§ **OBJECTIVE**:
Pick out every line in the entries below that contains the word "leaf", and copy each of those lines.

§ **DATA SHOWN**:
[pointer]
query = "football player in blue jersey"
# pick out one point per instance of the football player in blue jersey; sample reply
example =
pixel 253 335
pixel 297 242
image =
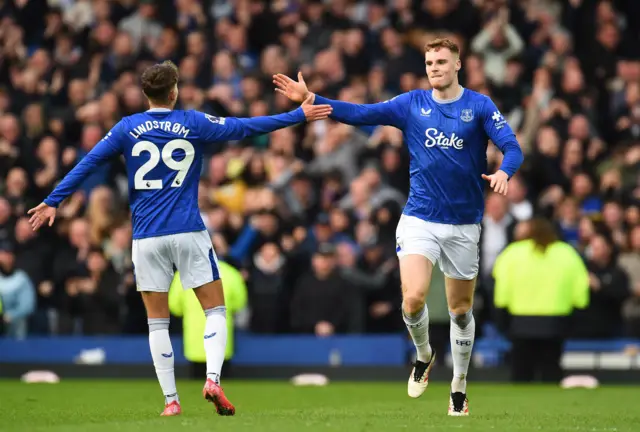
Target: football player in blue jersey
pixel 162 149
pixel 446 130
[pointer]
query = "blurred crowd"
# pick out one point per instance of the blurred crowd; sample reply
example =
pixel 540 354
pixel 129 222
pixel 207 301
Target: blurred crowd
pixel 308 214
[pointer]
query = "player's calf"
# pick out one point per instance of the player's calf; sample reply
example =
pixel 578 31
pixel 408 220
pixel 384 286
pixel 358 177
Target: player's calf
pixel 415 274
pixel 156 304
pixel 211 298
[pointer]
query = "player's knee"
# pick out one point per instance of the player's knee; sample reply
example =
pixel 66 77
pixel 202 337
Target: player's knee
pixel 413 303
pixel 461 317
pixel 210 295
pixel 156 304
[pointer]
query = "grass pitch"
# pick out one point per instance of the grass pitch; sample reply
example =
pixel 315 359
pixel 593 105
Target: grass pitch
pixel 97 406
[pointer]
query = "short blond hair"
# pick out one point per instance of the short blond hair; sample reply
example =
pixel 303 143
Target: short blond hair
pixel 438 43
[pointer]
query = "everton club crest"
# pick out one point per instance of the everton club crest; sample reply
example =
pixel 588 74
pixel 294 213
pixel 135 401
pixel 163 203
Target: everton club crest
pixel 466 115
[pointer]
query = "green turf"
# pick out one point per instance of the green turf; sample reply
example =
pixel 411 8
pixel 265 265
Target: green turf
pixel 93 406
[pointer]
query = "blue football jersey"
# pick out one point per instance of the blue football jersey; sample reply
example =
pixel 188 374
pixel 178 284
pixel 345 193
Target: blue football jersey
pixel 447 143
pixel 163 150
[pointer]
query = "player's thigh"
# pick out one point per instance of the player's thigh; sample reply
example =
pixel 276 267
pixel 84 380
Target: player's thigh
pixel 195 259
pixel 418 250
pixel 460 262
pixel 152 264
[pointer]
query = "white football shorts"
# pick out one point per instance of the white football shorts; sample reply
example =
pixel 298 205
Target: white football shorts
pixel 455 247
pixel 155 260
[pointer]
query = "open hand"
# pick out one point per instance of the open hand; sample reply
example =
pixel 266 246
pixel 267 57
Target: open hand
pixel 315 112
pixel 498 181
pixel 296 91
pixel 41 214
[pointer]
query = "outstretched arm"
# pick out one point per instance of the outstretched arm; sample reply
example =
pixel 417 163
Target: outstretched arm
pixel 108 147
pixel 390 113
pixel 501 134
pixel 232 128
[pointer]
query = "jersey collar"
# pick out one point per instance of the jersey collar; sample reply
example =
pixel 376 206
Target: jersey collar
pixel 446 101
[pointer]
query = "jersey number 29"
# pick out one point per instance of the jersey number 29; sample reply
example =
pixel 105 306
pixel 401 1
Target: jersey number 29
pixel 182 166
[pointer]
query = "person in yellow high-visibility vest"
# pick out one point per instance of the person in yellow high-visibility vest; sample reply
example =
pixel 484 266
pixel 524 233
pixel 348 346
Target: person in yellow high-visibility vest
pixel 185 304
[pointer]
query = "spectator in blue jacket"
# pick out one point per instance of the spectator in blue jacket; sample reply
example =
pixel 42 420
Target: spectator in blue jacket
pixel 17 294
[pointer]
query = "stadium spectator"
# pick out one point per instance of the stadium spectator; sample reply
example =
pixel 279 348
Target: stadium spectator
pixel 609 288
pixel 322 299
pixel 17 294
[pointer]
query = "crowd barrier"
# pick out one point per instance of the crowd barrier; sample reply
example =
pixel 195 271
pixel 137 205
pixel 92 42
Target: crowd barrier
pixel 292 350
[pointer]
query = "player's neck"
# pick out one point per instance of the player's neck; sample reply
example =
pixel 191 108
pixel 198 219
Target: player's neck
pixel 451 92
pixel 160 107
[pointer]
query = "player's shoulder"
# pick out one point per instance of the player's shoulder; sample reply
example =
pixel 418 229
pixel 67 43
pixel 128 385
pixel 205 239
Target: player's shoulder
pixel 472 95
pixel 199 117
pixel 480 100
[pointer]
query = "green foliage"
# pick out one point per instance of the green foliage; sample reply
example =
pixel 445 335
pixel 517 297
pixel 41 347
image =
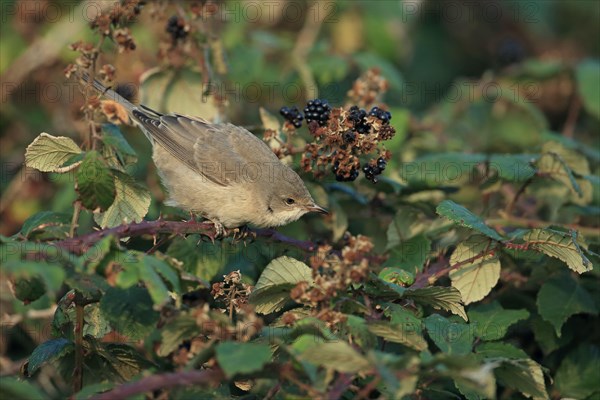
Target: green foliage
pixel 470 270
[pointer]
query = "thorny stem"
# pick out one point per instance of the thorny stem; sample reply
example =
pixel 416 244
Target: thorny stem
pixel 78 371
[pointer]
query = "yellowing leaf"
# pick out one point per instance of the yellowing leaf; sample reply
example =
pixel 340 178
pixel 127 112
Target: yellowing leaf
pixel 48 153
pixel 479 269
pixel 559 245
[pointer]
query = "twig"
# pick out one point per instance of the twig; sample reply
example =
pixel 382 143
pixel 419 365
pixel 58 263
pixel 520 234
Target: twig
pixel 81 244
pixel 162 381
pixel 573 113
pixel 78 370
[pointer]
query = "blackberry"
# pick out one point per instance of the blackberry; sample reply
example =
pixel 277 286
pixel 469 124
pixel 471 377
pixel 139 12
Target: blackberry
pixel 349 137
pixel 317 110
pixel 176 27
pixel 358 117
pixel 340 177
pixel 382 115
pixel 292 115
pixel 371 171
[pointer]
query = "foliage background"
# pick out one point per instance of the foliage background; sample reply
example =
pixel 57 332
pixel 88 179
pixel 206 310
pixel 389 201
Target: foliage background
pixel 537 63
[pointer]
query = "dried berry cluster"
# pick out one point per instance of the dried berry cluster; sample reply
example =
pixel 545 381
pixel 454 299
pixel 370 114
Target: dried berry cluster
pixel 177 28
pixel 349 134
pixel 334 272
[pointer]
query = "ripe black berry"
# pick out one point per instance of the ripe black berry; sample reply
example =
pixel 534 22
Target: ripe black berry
pixel 358 118
pixel 317 110
pixel 176 27
pixel 382 115
pixel 293 115
pixel 349 137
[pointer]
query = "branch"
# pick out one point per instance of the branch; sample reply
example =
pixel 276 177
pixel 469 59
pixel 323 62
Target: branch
pixel 162 381
pixel 81 244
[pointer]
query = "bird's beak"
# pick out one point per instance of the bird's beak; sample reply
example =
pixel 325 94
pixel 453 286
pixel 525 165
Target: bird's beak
pixel 316 208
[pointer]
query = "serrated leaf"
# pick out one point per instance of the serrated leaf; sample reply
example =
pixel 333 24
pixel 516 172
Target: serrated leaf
pixel 117 146
pixel 577 376
pixel 242 358
pixel 49 351
pixel 587 74
pixel 48 153
pixel 463 217
pixel 446 298
pixel 184 327
pixel 338 356
pixel 130 205
pixel 526 376
pixel 491 321
pixel 562 296
pixel 95 182
pixel 478 271
pixel 500 350
pixel 278 278
pixel 559 245
pixel 396 333
pixel 45 220
pixel 513 167
pixel 450 337
pixel 16 389
pixel 129 311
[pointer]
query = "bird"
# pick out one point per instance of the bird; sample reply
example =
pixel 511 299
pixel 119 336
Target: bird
pixel 220 171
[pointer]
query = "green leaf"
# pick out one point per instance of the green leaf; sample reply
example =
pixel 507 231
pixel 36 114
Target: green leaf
pixel 200 258
pixel 446 298
pixel 450 337
pixel 47 220
pixel 95 182
pixel 587 74
pixel 16 389
pixel 410 254
pixel 278 278
pixel 129 311
pixel 395 333
pixel 563 164
pixel 577 376
pixel 526 376
pixel 242 358
pixel 48 153
pixel 48 351
pixel 116 146
pixel 559 245
pixel 491 321
pixel 562 296
pixel 463 217
pixel 500 350
pixel 131 203
pixel 478 268
pixel 184 327
pixel 338 356
pixel 513 167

§ **RESPONSE TO THE EXERCISE**:
query = "yellowing leaf"
# pick out one point per instance of the yellowing leaf; sample reply
Target: yellowing leaf
query = "serrated leaf"
# pick out one point per instance of the serrated leaf; sample reply
Target: serrated leaf
query = "green leaf"
# pick out one point per instance of the green leaf; sample reply
Target: green leaf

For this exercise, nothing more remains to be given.